TASK REQUIREMENTS
The answer must consist only of the lines from the line with "head in the photo below." to the line with "tail in the photo above.", both included, exactly as they stand below.

DATA EXTRACT

::::::::::

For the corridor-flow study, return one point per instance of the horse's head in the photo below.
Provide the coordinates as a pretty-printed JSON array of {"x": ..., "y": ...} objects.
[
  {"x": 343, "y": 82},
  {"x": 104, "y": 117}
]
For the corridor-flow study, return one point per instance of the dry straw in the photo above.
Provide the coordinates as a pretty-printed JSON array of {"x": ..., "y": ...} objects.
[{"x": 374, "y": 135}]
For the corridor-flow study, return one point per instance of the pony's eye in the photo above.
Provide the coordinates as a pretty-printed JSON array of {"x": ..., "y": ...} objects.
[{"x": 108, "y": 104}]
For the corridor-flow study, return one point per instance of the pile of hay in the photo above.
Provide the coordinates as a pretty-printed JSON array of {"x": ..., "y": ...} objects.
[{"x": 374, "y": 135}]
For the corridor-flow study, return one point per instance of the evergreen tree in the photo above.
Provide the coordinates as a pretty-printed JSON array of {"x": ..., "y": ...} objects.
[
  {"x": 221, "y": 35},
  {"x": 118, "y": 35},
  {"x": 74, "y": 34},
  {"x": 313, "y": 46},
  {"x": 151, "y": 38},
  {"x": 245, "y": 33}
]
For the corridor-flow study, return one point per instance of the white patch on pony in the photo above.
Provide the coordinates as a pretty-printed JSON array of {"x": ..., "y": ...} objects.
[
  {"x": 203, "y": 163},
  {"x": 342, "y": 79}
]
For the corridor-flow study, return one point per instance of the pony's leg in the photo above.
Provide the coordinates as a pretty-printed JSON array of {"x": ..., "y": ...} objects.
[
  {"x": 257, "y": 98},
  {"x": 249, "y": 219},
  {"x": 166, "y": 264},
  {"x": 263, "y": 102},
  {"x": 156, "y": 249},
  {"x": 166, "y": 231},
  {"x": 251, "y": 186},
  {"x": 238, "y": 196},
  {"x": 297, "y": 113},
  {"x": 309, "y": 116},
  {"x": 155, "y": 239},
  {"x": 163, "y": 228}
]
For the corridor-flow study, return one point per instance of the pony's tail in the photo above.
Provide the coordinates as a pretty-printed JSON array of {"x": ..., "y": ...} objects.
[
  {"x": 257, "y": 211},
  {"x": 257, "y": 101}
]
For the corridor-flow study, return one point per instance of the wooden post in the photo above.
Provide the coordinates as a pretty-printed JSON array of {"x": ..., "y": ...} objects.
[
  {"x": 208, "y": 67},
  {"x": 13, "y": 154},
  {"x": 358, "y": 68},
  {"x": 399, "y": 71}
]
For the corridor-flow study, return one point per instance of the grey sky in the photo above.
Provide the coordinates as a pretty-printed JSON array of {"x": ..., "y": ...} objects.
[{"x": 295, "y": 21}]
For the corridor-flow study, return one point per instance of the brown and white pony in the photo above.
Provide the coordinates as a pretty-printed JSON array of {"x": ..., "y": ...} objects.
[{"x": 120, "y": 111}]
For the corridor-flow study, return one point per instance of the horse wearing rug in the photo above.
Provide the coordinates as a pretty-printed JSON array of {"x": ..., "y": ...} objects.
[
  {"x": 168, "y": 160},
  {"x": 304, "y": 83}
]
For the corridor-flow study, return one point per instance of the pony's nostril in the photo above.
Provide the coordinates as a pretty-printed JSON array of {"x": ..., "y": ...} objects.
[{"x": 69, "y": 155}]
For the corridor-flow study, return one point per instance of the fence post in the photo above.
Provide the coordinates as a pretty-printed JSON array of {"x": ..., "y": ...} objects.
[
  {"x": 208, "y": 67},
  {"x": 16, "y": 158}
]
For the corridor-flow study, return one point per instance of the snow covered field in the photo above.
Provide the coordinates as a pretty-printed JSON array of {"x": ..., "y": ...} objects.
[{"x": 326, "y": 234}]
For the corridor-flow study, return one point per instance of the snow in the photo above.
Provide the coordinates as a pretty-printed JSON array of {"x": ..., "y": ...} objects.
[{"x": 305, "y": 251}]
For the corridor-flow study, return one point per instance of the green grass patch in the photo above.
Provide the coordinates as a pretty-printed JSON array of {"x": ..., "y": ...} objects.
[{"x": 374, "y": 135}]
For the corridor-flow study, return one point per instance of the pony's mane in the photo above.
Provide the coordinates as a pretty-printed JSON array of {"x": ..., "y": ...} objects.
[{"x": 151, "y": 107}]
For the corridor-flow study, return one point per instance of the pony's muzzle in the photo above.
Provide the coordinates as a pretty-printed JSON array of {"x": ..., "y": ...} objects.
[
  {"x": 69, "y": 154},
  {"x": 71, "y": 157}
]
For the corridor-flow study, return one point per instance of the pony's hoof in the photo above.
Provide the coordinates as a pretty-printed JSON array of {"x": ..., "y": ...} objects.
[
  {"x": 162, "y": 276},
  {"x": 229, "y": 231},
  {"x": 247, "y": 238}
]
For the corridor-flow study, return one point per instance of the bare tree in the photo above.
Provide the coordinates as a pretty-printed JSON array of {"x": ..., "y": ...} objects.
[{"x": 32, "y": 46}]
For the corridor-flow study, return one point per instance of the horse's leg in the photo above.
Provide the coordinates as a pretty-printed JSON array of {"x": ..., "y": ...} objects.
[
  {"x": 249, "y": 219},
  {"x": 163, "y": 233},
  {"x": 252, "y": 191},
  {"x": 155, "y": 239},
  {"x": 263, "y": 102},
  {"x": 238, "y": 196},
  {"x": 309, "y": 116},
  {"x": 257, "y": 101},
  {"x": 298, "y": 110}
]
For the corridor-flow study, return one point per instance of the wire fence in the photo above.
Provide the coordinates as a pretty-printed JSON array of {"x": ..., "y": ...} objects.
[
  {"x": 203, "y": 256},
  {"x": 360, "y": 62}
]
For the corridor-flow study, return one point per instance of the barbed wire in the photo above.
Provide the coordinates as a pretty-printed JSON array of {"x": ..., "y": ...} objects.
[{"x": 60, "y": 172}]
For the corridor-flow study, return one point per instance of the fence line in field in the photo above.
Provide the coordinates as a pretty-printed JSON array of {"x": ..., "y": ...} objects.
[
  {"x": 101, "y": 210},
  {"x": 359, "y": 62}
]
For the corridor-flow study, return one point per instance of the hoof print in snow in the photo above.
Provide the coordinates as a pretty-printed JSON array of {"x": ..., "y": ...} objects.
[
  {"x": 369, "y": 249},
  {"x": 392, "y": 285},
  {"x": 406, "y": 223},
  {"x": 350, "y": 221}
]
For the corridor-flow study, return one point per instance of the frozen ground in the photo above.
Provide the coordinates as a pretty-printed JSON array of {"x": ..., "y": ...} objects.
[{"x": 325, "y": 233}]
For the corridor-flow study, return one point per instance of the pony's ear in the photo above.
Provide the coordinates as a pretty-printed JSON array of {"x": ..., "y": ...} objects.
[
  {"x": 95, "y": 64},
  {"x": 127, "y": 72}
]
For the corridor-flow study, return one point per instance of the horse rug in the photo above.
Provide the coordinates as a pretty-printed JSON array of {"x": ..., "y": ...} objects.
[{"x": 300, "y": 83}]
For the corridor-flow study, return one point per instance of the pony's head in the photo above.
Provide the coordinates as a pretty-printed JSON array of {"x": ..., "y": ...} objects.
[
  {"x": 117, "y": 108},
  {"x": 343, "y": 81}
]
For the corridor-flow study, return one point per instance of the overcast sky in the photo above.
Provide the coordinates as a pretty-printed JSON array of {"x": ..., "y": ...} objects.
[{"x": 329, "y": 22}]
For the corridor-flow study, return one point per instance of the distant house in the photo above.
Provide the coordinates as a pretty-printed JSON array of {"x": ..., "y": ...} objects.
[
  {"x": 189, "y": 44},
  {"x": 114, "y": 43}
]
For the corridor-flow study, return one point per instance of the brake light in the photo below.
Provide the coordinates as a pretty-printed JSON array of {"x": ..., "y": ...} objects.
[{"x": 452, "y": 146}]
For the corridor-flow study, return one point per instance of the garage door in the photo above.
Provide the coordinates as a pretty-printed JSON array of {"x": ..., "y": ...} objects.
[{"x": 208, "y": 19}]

::::::::::

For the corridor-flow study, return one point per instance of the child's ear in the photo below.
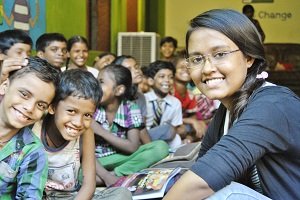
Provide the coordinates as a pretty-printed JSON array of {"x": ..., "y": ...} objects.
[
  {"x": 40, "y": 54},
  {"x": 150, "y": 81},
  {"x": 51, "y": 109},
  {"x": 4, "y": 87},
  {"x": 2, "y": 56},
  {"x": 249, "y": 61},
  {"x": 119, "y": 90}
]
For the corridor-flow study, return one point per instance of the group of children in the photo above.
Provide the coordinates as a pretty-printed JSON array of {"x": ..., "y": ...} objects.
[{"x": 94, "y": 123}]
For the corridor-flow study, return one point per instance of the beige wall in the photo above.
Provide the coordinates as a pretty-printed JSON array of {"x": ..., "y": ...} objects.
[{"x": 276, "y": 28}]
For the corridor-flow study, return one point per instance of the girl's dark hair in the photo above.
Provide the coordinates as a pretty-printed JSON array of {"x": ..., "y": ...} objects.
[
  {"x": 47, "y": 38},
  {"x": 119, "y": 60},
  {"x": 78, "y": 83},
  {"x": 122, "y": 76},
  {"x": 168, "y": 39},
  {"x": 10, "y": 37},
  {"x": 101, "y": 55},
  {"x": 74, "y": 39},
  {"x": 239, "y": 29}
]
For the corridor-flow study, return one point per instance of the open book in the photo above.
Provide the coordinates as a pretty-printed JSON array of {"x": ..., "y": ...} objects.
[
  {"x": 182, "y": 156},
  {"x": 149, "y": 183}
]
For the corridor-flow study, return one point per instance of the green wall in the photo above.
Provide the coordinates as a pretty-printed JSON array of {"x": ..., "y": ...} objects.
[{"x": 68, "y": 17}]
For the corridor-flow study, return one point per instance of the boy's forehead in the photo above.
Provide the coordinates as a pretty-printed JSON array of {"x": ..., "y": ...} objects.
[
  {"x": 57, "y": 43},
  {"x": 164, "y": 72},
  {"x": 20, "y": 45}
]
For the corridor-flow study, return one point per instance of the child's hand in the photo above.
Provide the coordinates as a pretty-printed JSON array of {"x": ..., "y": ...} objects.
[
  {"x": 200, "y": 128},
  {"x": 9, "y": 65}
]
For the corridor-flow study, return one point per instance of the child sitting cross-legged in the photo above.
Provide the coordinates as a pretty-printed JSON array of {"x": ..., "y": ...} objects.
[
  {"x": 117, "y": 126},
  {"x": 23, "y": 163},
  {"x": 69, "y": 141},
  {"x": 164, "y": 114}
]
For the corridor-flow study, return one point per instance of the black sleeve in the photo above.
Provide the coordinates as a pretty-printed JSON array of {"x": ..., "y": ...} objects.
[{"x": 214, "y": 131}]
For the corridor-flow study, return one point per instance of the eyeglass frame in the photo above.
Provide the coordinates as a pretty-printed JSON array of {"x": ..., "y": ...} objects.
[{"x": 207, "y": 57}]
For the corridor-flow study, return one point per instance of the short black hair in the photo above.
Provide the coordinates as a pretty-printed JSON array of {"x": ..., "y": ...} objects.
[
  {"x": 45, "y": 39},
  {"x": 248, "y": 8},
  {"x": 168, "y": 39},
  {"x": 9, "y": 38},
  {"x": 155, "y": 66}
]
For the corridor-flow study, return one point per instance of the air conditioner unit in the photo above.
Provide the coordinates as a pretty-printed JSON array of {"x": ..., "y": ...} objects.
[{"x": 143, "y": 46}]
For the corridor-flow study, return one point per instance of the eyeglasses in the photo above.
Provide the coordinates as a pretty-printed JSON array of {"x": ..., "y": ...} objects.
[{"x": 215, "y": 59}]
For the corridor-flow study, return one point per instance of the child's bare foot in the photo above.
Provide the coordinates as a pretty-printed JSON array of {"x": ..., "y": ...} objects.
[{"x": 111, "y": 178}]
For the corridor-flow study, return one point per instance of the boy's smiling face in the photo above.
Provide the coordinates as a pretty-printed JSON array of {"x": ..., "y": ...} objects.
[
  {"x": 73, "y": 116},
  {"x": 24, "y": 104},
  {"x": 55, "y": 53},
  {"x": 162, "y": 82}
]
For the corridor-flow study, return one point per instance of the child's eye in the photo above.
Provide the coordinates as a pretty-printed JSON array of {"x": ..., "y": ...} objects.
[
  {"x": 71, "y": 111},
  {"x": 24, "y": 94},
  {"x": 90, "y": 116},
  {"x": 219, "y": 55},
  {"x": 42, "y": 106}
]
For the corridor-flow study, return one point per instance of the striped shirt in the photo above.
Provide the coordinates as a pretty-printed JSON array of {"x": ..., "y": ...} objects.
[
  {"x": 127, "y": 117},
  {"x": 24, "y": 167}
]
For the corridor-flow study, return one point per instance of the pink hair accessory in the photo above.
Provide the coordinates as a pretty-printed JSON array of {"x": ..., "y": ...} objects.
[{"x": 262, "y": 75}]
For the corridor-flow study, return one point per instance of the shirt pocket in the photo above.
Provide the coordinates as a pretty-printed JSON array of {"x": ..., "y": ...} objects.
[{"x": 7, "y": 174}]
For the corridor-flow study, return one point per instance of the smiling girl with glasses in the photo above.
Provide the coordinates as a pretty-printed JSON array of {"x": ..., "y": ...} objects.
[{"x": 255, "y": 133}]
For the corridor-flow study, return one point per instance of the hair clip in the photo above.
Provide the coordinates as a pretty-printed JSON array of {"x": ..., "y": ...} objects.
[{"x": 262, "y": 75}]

::::::::::

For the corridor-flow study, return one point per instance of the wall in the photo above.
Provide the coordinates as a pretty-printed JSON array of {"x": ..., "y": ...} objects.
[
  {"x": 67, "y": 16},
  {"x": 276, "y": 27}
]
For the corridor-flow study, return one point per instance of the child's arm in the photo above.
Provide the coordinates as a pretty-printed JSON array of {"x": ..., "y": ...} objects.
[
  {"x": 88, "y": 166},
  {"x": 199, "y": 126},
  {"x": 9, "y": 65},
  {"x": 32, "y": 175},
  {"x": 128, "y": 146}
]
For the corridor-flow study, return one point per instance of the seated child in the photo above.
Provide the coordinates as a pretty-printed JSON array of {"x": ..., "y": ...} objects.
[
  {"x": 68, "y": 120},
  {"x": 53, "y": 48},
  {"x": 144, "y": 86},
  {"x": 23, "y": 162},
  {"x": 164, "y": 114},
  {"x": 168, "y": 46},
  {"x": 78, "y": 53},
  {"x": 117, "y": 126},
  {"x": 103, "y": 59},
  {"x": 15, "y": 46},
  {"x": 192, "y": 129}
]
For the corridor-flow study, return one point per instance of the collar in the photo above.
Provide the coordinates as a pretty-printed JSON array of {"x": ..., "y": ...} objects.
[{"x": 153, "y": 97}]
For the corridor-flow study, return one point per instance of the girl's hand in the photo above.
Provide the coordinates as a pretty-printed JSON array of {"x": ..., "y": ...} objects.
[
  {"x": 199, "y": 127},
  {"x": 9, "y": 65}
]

::::::::::

WRITTEN RESPONSE
For the corridor-flow study, return one point per instance of the horse's head in the photo below.
Provide the coordinates as a pretty-printed JSON array of {"x": ..., "y": ...} objects.
[
  {"x": 343, "y": 82},
  {"x": 104, "y": 117}
]
For the corridor-flow study, return one point per instance of the dry straw in the photo above.
Provide the coordinates as a pretty-printed JSON array of {"x": ..., "y": ...} objects.
[{"x": 374, "y": 135}]
For the corridor-flow study, return one point per instance of the pony's eye in the photo above.
Provide the coordinates as a pretty-printed JSON array of {"x": ..., "y": ...} objects.
[{"x": 108, "y": 104}]
For the corridor-flow study, return one point per instance of the pile of hay in the photo above.
Provide the coordinates as a pretty-printed JSON array of {"x": ..., "y": ...} objects.
[{"x": 374, "y": 135}]
For the corridor-flow study, return one point per instance of the evergreen tree in the photo above.
Provide the coordinates as a pretty-printed JSON array of {"x": ..., "y": ...} objects.
[
  {"x": 221, "y": 35},
  {"x": 118, "y": 35},
  {"x": 74, "y": 34},
  {"x": 313, "y": 46},
  {"x": 151, "y": 38},
  {"x": 245, "y": 33}
]
For the corridor-flow study, return one point per instance of the white patch on pony in the photo above.
Provide the coordinates as a pretty-printed JSON array of {"x": ..., "y": ...} objects.
[
  {"x": 203, "y": 163},
  {"x": 342, "y": 79}
]
For the corridor-flow study, return one point per instance of the pony's leg in the photo above.
Provide the coordinates as a pretty-printed JSON array of {"x": ..., "y": ...} objects.
[
  {"x": 257, "y": 98},
  {"x": 249, "y": 219},
  {"x": 166, "y": 264},
  {"x": 263, "y": 102},
  {"x": 156, "y": 249},
  {"x": 166, "y": 231},
  {"x": 251, "y": 186},
  {"x": 238, "y": 196},
  {"x": 297, "y": 113},
  {"x": 309, "y": 116},
  {"x": 155, "y": 239},
  {"x": 163, "y": 228}
]
For the corridor-flow study, return one point per instance of the pony's tail in the photo above.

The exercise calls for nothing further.